- Stated problem 1: In the Kersaint biography, reproduce the passage from "Captain Guy François" to "in January 1747.", changing "French Navy" to "Marine royale".
- Stated problem 2: Turn the paragraph of the Kersaint biography that begins "In 1756, he took command" into a short bulleted list that keeps its main facts.

- Extract:
- Born: 7 June 1703 Plounéventer, Province of Brittany, France
- Died: 20 November 1759 (aged 56)
- Branch: French Navy
- Rank: captain
- Conflicts: Seven Years' War Battle of Cap-Français Battle of Quiberon Bay
- Relations: Guy-Pierre de Kersaint Armand de Kersaint

= Guy François Coëtnempren de Kersaint =

Captain Guy François Coëtnempren de Kersaint (7 June 1703 – 20 November 1759) was a French Navy officer who served in the Seven Years' War.

== Biography ==
Kersaint joined the French Navy as a Garde-Marine in February 1722, and was promoted to ensign in October 1731, lieutenant in May 1741, and captain in January 1747.

In 1756, he took command of the 74-gun Intrépide. He led a squadron to cruise off Guinea, destroying British factories and engaging in commerce raiding. He then sailed to the Caribbean. On 21 October 1757, near Caicos, his squadron encountered three British ships of the line, leading to the Battle of Cap-Français. Kersaint was wounded and Intrépide was almost completely dismasted, and the French retreated to Cap-Français after heavy fighting.

- Extracted data:
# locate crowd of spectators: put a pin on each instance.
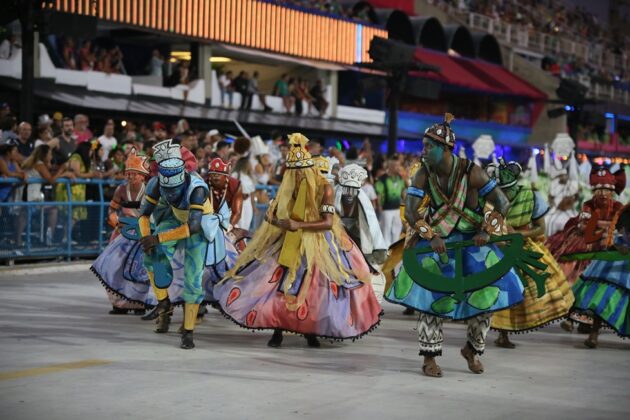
(555, 18)
(70, 148)
(334, 8)
(295, 92)
(86, 56)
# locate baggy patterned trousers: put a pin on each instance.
(431, 338)
(184, 259)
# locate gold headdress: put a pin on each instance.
(298, 156)
(322, 164)
(137, 163)
(442, 133)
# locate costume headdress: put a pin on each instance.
(483, 148)
(298, 156)
(602, 178)
(137, 163)
(322, 164)
(506, 174)
(218, 166)
(442, 133)
(352, 176)
(171, 166)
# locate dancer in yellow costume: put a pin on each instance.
(526, 216)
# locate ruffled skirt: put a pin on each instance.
(498, 294)
(256, 299)
(536, 312)
(603, 290)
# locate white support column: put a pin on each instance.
(36, 58)
(334, 83)
(205, 69)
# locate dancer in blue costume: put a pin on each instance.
(120, 266)
(603, 290)
(454, 186)
(176, 250)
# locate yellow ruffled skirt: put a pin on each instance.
(536, 312)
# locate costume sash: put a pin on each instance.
(450, 212)
(290, 252)
(521, 208)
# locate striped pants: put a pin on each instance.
(431, 337)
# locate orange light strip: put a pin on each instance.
(250, 23)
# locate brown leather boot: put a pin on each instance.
(504, 341)
(431, 368)
(163, 322)
(474, 364)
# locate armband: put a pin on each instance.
(424, 230)
(327, 209)
(493, 223)
(144, 223)
(416, 192)
(180, 232)
(487, 189)
(112, 220)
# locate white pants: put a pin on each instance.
(556, 219)
(391, 225)
(247, 214)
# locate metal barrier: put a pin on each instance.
(63, 229)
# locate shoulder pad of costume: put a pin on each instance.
(198, 195)
(153, 186)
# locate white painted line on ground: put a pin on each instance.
(49, 269)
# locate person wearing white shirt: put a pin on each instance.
(225, 85)
(6, 47)
(244, 173)
(107, 140)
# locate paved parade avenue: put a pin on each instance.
(64, 357)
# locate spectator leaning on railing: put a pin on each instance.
(226, 87)
(107, 140)
(81, 128)
(9, 168)
(39, 166)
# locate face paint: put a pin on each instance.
(217, 180)
(432, 153)
(510, 192)
(174, 195)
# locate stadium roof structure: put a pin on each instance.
(476, 75)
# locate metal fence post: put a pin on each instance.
(69, 219)
(101, 207)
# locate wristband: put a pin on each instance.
(424, 230)
(180, 232)
(493, 223)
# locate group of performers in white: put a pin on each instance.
(480, 245)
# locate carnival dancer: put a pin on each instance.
(301, 272)
(120, 265)
(526, 216)
(227, 198)
(563, 193)
(179, 203)
(389, 188)
(357, 214)
(359, 218)
(585, 232)
(454, 186)
(603, 290)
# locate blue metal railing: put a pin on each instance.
(24, 235)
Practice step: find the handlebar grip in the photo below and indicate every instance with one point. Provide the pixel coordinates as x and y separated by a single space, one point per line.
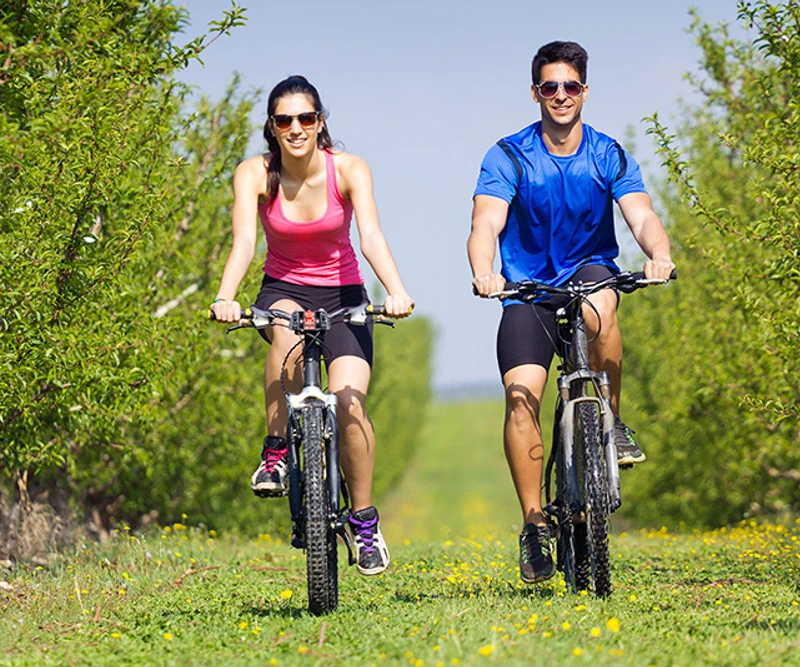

- Right answer 1:
Captain Guy François Coëtnempren de Kersaint (7 June 1703 – 20 November 1759) was a Marine royale officer who served in the Seven Years' War.

== Biography ==
Kersaint joined the Marine royale as a Garde-Marine in February 1722, and was promoted to ensign in October 1731, lieutenant in May 1741, and captain in January 1747.

- Right answer 2:
- 1756: took command of the 74-gun Intrépide.
- Led a squadron off Guinea, destroying British factories and raiding commerce.
- Sailed on to the Caribbean.
- 21 October 1757: met three British ships of the line near Caicos, leading to the Battle of Cap-Français.
- Kersaint was wounded and Intrépide was almost completely dismasted. After heavy fighting, the French retreated to Cap-Français.